Supplied records =>
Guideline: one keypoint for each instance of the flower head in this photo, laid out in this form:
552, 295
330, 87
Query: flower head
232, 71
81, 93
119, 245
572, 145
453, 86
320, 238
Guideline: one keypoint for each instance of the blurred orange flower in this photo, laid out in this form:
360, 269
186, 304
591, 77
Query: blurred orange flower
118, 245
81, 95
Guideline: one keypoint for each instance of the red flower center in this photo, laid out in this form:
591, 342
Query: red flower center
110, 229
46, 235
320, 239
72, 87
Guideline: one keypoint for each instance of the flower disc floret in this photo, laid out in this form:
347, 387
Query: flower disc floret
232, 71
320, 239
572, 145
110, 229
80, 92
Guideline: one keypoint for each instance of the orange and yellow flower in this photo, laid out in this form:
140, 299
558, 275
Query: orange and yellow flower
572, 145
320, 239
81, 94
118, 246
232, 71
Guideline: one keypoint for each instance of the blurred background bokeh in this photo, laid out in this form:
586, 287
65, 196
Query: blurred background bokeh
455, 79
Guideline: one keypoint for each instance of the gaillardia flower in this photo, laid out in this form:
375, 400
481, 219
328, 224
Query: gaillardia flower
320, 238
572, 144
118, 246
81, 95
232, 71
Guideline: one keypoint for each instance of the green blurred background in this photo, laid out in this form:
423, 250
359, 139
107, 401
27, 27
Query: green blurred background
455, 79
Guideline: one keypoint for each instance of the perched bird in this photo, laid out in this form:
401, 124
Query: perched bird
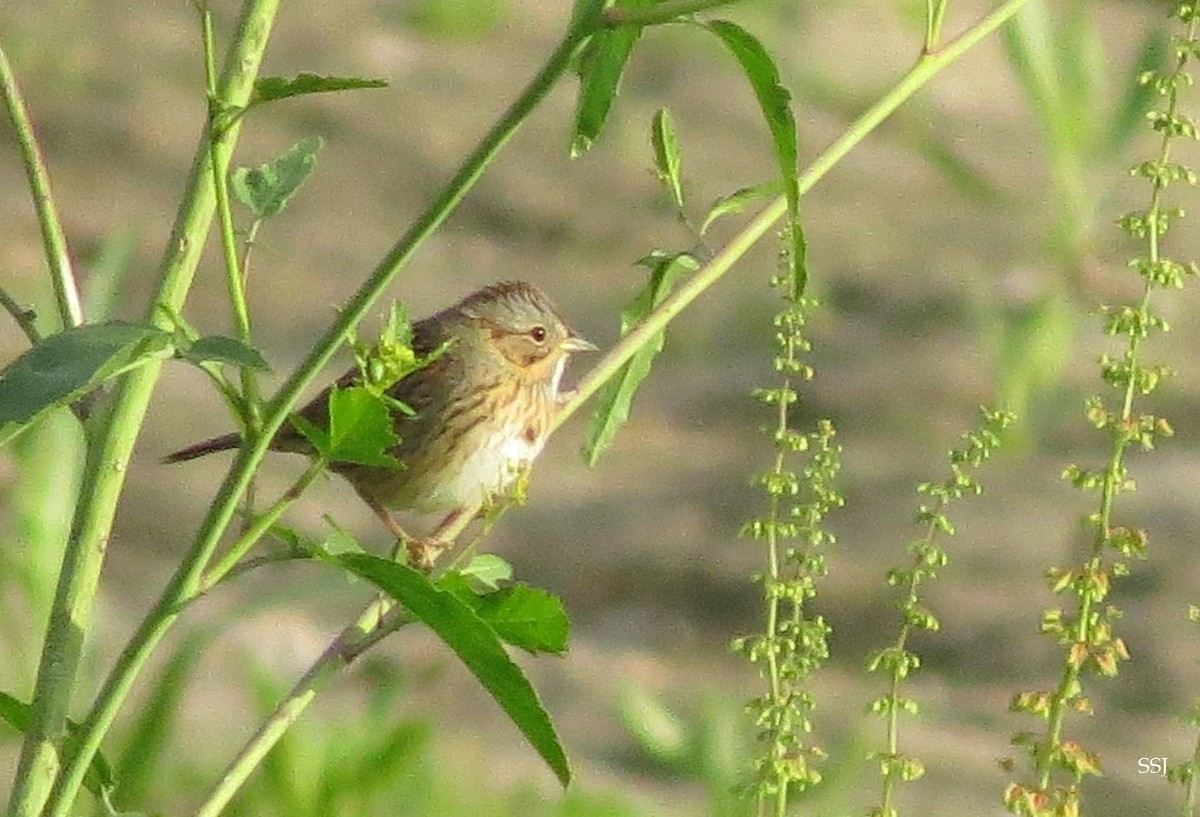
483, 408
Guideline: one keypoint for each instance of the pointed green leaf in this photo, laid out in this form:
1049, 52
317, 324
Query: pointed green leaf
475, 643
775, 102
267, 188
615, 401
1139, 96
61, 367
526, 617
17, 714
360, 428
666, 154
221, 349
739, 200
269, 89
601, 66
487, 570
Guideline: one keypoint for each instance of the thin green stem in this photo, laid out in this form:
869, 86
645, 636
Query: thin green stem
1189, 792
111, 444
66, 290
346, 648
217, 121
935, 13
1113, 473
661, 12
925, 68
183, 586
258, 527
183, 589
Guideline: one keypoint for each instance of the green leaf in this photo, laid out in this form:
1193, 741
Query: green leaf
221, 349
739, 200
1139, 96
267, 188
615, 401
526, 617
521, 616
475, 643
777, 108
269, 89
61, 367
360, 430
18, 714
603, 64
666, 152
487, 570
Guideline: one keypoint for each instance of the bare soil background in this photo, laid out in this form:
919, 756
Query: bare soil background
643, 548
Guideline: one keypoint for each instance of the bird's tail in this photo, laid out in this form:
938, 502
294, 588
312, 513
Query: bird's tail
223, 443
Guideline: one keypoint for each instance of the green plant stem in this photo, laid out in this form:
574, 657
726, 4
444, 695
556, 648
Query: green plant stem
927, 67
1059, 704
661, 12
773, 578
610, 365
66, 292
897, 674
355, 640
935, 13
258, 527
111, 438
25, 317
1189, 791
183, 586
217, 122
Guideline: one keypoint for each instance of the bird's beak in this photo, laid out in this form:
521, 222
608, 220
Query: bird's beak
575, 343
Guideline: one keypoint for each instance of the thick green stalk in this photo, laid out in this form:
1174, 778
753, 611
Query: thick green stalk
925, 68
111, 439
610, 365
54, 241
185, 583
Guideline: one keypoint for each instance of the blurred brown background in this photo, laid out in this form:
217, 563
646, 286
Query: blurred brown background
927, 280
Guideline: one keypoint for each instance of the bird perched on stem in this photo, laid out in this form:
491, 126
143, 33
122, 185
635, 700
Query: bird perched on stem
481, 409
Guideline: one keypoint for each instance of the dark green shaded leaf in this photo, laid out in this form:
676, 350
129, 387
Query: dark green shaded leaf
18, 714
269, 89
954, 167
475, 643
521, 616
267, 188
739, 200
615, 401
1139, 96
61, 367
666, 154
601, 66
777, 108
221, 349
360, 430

---

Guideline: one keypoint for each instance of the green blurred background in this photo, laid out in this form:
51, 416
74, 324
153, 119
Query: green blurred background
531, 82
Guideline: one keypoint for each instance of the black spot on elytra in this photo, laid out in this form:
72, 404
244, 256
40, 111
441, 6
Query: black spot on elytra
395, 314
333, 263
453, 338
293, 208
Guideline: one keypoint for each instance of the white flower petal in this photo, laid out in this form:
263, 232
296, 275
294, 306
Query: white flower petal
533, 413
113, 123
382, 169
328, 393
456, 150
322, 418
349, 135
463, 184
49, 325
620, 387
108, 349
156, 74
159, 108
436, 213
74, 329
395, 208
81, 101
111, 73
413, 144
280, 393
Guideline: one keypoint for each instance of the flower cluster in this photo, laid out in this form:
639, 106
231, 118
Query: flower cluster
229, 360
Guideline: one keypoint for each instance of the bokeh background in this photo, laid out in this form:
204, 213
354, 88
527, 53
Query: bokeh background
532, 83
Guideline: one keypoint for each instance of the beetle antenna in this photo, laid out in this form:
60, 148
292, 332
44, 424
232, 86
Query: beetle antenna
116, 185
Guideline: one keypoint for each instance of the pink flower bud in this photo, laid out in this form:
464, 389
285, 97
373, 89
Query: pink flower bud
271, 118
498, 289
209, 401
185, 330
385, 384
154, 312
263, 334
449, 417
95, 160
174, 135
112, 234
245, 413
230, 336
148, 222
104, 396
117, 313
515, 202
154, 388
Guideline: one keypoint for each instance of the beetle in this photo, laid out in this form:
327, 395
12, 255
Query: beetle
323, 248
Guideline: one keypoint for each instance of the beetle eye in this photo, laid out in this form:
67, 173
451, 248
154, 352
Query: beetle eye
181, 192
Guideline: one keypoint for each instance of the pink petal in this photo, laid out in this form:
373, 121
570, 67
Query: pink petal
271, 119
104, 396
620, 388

What the exercise asks => Exact duplication is required for the lines above, from the line that contains "Guideline: one keypoint for each instance of the flower head" to the line that contains "Guideline: one keypoint for each instance of the red", inclusive; omit all others.

Solved exercise =>
Guideline: one keypoint for each instance of the flower head in this photo, laid out in this form:
552, 295
330, 87
Query: flower head
232, 71
81, 93
119, 245
572, 145
453, 86
320, 238
Guideline: one keypoint for each instance of the blurred orange flower in this photo, laid out in this form:
360, 269
186, 304
591, 77
Query: blurred orange flower
118, 245
81, 95
Guideline: one keypoint for each instance of the red flower center in this photo, laid out in this form:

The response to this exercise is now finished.